From ancient times, Bengal and Persia had been in contact with each other and there were many trading posts around coastal Bengal. As people converted to Islam, they became acquainted with Persian, the language of the Sufi preachers. Bengal witnessed an influx of Persian scholars, lawyers, teachers and clerics. The influence of the language spread rapidly after it gained the status of court language for over 600 years (1203–1837 AD) under the Delhi Sultanate, Bengal Sultanate and Bengal Subah. Thousands of Persian books and manuscripts were published in Bengal. The period of Sultan Ghiyathuddin Azam Shah's reign is described as the "golden age of Persian literature in Bengal". Its stature was illustrated by the Sultan's own correspondence and collaboration with the Persian poet Hafez; a poem which can be found in the Divan of Hafez today.

Presently, Persian is taught in some madrasas, mostly those belonging to the Befaqul Madarisil Arabia Bangladesh board, as well as at the University of Dhaka.

Dobhashi refers to a historical register of Bengali with significant Persian influence, similar to the influence of Persian on Urdu.

===Urdu===

Urdu (اردو) was an official language in post-partition 1947 to 1971. It is still spoken by the settlers from Bihar and Uttar Pradesh. They are living in Saidpur, Dhaka particularly Old Dhaka, and other parts of Bangladesh.

Dataset excerpts =>
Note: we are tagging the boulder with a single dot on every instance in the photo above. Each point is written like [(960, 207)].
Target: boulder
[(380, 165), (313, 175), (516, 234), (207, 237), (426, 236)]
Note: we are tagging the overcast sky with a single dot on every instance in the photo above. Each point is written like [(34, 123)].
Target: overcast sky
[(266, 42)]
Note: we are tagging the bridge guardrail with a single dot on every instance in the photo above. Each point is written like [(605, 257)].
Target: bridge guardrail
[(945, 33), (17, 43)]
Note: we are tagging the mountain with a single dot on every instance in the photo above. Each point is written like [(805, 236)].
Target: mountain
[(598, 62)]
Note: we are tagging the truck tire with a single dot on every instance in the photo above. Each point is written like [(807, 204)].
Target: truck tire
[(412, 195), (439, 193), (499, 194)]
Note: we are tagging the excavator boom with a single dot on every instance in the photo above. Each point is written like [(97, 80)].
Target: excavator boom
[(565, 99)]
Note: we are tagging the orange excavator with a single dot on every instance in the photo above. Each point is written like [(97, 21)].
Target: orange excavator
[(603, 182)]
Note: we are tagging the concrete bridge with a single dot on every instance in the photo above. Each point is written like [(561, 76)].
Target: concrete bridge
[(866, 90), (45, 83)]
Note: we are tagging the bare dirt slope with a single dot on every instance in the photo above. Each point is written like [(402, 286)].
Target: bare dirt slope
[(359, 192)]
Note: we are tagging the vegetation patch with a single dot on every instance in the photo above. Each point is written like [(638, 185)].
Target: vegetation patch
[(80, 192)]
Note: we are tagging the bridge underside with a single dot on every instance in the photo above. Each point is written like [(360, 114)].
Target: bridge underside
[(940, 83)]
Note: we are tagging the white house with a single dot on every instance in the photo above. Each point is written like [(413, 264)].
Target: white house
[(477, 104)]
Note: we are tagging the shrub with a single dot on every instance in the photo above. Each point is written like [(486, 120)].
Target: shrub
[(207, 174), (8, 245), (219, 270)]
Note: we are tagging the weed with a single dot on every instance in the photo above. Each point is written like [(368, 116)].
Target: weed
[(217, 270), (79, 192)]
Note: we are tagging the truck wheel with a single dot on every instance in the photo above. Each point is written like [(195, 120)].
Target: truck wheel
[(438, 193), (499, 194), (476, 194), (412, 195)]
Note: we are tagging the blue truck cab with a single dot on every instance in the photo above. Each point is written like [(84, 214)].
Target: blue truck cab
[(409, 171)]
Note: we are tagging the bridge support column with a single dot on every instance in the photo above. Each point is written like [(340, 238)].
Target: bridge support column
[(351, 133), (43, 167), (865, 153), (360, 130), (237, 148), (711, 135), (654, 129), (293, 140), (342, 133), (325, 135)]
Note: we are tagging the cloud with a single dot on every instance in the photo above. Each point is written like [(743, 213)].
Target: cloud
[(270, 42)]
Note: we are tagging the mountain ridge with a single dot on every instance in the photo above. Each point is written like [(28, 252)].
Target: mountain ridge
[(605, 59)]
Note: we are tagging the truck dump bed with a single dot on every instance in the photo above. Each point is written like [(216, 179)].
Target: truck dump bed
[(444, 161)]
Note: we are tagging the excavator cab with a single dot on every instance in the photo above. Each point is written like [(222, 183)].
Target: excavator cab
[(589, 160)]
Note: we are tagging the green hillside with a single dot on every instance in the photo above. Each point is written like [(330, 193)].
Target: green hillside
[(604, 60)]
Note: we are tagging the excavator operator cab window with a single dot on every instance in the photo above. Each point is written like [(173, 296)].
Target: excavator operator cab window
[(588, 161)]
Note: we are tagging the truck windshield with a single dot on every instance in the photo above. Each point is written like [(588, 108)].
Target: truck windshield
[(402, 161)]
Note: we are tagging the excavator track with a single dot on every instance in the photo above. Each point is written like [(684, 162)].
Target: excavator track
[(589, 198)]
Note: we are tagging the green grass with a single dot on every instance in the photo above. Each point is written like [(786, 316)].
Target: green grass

Task objective => Return the part of the passage on Persian and Urdu in Bengal between "Dobhashi refers to" and "parts of Bangladesh.", inclusive, copied word for word.

Exercise answer =>
Dobhashi refers to a historical register of Bengali with significant Persian influence, similar to the influence of Persian on Urdu.

===Urdu===

Urdu (اردو) was an official language in post-partition 1947 to 1971. It is still spoken by the settlers from Bihar and Uttar Pradesh. They are living in Saidpur, Dhaka particularly Old Dhaka, and other parts of Bangladesh.